(Items stored from a collection)
* Start *

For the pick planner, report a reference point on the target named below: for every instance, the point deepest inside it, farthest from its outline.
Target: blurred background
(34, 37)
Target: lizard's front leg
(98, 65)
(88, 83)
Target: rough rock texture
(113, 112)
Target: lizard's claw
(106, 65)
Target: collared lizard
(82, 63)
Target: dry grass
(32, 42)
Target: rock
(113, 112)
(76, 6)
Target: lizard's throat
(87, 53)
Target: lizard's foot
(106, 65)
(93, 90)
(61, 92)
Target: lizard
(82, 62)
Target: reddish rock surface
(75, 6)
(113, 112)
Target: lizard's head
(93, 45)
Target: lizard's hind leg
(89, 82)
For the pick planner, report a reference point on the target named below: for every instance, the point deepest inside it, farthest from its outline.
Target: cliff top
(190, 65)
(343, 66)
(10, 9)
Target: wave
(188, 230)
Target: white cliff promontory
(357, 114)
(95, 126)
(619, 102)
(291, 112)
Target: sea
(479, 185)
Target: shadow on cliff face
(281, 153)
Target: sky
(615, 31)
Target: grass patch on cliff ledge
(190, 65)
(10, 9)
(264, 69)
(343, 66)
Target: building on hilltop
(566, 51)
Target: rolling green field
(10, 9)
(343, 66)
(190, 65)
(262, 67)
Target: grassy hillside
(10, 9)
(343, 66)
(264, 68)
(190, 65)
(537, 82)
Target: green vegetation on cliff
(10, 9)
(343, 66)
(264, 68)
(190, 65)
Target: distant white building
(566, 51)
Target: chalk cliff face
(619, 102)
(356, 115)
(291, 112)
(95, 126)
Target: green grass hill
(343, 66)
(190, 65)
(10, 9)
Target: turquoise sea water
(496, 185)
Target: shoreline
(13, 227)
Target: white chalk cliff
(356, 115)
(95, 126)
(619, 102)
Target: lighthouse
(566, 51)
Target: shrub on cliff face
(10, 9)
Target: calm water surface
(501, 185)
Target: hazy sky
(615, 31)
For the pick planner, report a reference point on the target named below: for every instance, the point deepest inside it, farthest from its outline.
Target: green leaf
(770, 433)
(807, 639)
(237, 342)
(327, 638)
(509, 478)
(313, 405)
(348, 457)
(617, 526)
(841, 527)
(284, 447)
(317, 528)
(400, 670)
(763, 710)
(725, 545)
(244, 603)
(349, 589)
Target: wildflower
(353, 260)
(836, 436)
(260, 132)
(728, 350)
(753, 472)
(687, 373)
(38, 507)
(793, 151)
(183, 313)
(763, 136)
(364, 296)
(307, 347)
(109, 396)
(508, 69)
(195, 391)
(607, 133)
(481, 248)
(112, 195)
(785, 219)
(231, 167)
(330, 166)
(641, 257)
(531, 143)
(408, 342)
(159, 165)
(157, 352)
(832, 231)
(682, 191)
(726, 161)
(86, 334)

* End *

▸ **DO THIS**: Write out every entry again, replacing "pick planner" with "grasp planner" each time it occurs. Leave everything else as it is.

▸ **RESULT FOR THIS TASK**:
For the grasp planner, report a reference point on the target named below: for every instance, the point deepest inside it, farthest from its outline.
Target: blurred background
(34, 37)
Target: lizard's front leg
(98, 65)
(88, 83)
Target: rough rock texture
(113, 112)
Target: lizard's claw
(106, 65)
Target: collared lizard
(82, 63)
Target: dry grass
(32, 42)
Target: rock
(113, 112)
(76, 6)
Target: lizard's throat
(87, 53)
Target: lizard's foot
(106, 65)
(93, 90)
(61, 92)
Target: lizard
(82, 62)
Target: reddish rock surface
(75, 6)
(113, 112)
Target: lizard's head
(93, 45)
Target: lizard's hind leg
(89, 82)
For the grasp planner, report a reference point on the target named below: for every instance, the point deepest inside it, farthest from its outline.
Target: cliff top
(190, 65)
(343, 66)
(10, 9)
Target: wave
(188, 230)
Target: white cliff promontory
(357, 114)
(95, 126)
(619, 102)
(291, 112)
Target: sea
(479, 185)
Target: shadow on cliff face
(281, 153)
Target: sky
(615, 31)
Target: grass patch on cliff ledge
(190, 65)
(10, 9)
(264, 69)
(343, 66)
Target: building on hilltop
(566, 51)
Target: rolling green field
(10, 9)
(343, 66)
(190, 65)
(262, 67)
Target: grassy hillside
(10, 9)
(343, 66)
(264, 68)
(190, 65)
(537, 82)
Target: green vegetation on cliff
(10, 9)
(343, 66)
(264, 68)
(190, 65)
Target: distant white building
(566, 51)
Target: chalk cliff face
(619, 102)
(356, 115)
(291, 112)
(95, 126)
Target: green grass hill
(343, 66)
(190, 65)
(10, 9)
Target: turquoise sea water
(496, 185)
Target: shoreline
(13, 227)
Target: white chalk cliff
(356, 115)
(95, 126)
(619, 102)
Target: lighthouse
(566, 51)
Target: shrub on cliff face
(10, 9)
Target: calm water surface
(501, 185)
Target: hazy sky
(615, 31)
For the grasp planner, report a reference point on the target named below: for every instance, the point deepest inside it, farthest from its outline.
Target: green leaf
(770, 433)
(807, 639)
(237, 342)
(327, 638)
(509, 478)
(313, 405)
(348, 457)
(617, 526)
(841, 527)
(284, 447)
(317, 528)
(400, 670)
(763, 710)
(725, 545)
(244, 603)
(349, 589)
Target: wildflower
(353, 260)
(836, 436)
(260, 132)
(728, 350)
(753, 472)
(687, 373)
(38, 507)
(793, 151)
(183, 313)
(763, 136)
(364, 296)
(307, 347)
(109, 396)
(508, 69)
(195, 391)
(607, 133)
(481, 248)
(112, 195)
(785, 219)
(231, 167)
(330, 166)
(641, 257)
(531, 143)
(408, 342)
(159, 165)
(157, 352)
(832, 231)
(682, 191)
(726, 161)
(86, 334)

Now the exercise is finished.